• Problem
Write out each line of the listing as it stands, without the images.

- - - - - - -

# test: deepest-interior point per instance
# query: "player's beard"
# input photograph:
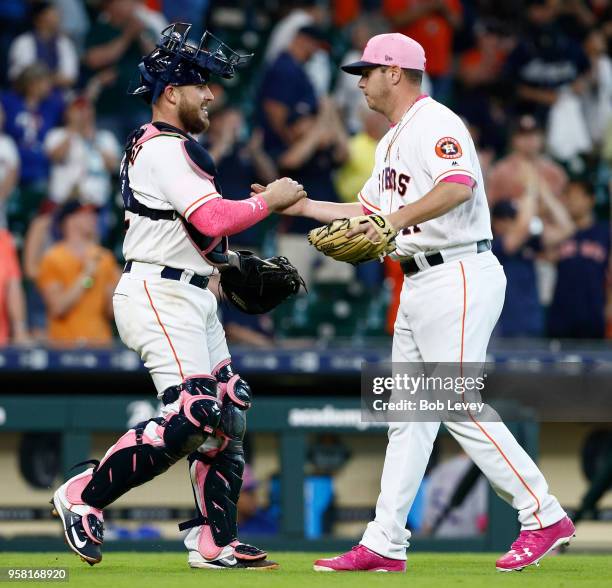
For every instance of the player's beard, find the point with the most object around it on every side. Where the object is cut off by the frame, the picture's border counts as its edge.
(193, 119)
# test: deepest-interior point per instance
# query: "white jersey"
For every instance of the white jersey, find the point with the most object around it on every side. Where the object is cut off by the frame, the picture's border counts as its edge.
(163, 177)
(429, 143)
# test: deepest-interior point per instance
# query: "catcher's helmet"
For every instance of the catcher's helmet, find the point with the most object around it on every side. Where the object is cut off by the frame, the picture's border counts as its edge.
(180, 63)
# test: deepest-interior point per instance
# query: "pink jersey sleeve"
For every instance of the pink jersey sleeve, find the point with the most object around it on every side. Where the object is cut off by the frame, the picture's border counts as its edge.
(221, 217)
(460, 179)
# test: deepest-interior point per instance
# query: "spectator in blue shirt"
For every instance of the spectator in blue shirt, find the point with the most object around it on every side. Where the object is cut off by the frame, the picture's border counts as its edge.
(286, 94)
(578, 306)
(519, 237)
(32, 109)
(544, 60)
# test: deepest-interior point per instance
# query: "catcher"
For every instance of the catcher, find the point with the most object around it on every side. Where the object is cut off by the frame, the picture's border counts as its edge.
(176, 237)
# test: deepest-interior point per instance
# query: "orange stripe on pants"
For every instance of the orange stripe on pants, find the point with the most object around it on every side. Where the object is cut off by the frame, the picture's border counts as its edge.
(473, 419)
(164, 330)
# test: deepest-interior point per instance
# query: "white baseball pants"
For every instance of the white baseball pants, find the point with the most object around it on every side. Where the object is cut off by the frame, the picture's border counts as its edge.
(447, 314)
(171, 324)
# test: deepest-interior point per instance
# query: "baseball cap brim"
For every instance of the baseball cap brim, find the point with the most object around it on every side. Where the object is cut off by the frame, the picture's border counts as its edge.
(357, 67)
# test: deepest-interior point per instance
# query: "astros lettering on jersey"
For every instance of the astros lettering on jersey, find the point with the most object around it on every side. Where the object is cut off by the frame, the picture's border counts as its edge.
(428, 144)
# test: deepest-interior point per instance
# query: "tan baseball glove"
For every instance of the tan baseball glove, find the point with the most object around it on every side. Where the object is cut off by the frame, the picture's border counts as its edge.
(331, 239)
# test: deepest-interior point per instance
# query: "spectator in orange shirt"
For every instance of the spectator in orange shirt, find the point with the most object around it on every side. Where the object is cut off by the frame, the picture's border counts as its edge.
(76, 279)
(506, 179)
(433, 24)
(12, 300)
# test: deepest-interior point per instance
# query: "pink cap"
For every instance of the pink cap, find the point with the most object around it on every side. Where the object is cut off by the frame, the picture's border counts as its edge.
(389, 49)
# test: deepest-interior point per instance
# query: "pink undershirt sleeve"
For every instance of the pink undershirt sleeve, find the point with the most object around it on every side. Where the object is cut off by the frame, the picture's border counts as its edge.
(460, 179)
(219, 217)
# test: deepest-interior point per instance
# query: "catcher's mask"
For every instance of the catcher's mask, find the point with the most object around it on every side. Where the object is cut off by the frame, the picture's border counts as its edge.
(175, 61)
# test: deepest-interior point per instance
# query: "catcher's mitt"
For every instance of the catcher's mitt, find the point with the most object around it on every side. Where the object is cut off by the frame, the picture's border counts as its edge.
(331, 239)
(258, 285)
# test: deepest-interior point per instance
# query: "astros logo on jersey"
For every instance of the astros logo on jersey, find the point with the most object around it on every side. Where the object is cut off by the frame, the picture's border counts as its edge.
(448, 148)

- - - - - - -

• Response
# test: deepest-interior point per instance
# query: "player's beard"
# input photograph:
For every instance of the player's beard, find the point with the most object around it on every side. Where the object is cut off by the frame, the picture's border counts as its edge.
(193, 119)
# test: deepest-interior point per instance
# query: "white jersey"
For every instance of the white jersey, find the point with the most object around it on every side. Where the object is cut off by the frame, the picture's border counts as its edge.
(163, 177)
(429, 143)
# test: deepest-interior point per instance
# query: "catcher's helmet"
For every instance of the catcher's helmet, find the point with the most object around it on every side. Where the object is cut off by the frame, the picture's border counts as its edge.
(180, 63)
# test: deepest-interior point per instance
# query: "pink jersey sleeve"
For every instance of the pink jersey sleeve, find the point with the most object around it on every side. Where the object is cut off by the frame, the picture's border counts as its edge.
(221, 217)
(460, 179)
# test: deepest-interior point per instance
# query: "spectator in blue shirt"
For every instance of the spectator in blue shirt, find the point with the most object around it on every side. Where the object is cut off by the frame, the picture's border counts as its edge.
(286, 94)
(578, 306)
(519, 237)
(32, 109)
(544, 60)
# test: deepest-interior point per instance
# query: "catcher"
For every instance of the catcher, find the point with the most object around it on every side. Where the object is cut off by the frame, the picture's border counts as its edge.
(176, 237)
# test: deepest-interior point per instance
# query: "orange stripe on pants"
For every instance of the orange stripe on pants, find the point with the most object around it on every side. Where the object is cut off by the frame, the picture's border counts as its edge.
(473, 419)
(164, 330)
# test: deepest-interior point per instance
# query: "white baseball pants"
For every instance of the white baseball pants, find the point with the most object around it on every side. Where the object is cut off by the frame, the picture's border counts as its edge.
(447, 314)
(171, 324)
# test: deepest-interior point per instance
# query: "baseball cap brim"
For every instance of the baseball cap brim, find the point with the most object around it on every side. Where the object is cut off by the frame, the picture's border counts as its edge.
(357, 67)
# test: deepest-interior point per instance
# query: "astros lettering on jersey"
For every instance of the astros lettering on jersey, find the point with the most object around it on every side. Where the object is cut off by the frame, the picture's border counts as its edge.
(428, 144)
# test: deepest-interior point per instance
# query: "tan baseball glove"
For every instance of the tan baseball glove, find the point with the most object around it on every side. Where the object is cut off by the frame, the picture's border counts as its edge.
(331, 239)
# test: deepest-interior point per instance
# query: "spectator in orange shirt"
For every instance of the spectator in orange shirt, find the point with the most object around it on every side. Where the object is cut off by the frame, the picture's border counts as its edge.
(76, 279)
(506, 179)
(433, 24)
(12, 300)
# test: deepest-interior point per instance
# query: "pink cap"
For every instance of the pink cap, find the point with the most object around it on every side. Where the object is cut off by the frame, the picture's border counts as its edge.
(389, 49)
# test: deepest-interior point per instance
# query: "pink undershirt sleeve"
For every instance of the pink undershirt sleeve, find the point with the most object around it on every side. Where the object is cut off by the frame, the picture's border counts as its edge.
(460, 179)
(219, 217)
# test: deepest-interior point per instance
# query: "catcher's mask"
For every instance of the catcher's mask, find the point with the most object around it on every side. Where the object is cut off by the frame, the picture's border counts as its edge.
(175, 61)
# test: deepest-interior point per instance
# query: "catcher's mitt"
For every instance of the catcher's mitt, find the point with the most object around it on every side. Where the object is cut off by the frame, the picture's border counts as its edge.
(331, 239)
(258, 285)
# test: deepest-interior point per instance
# query: "astros logo on jersey"
For every instance of the astros logo on jersey, find the point with the most object around it on every side. Where the object is cut off by the frame, the picture's border counts as its edge.
(448, 148)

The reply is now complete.